## START Input data

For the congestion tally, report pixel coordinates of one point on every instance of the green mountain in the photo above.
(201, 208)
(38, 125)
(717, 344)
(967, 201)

## END Input data

Write out the data above word for word, keeping every line unchanged.

For the congestion tally, report pixel coordinates of one point on every instance of the green mountain in the photo above.
(201, 208)
(38, 125)
(717, 344)
(967, 201)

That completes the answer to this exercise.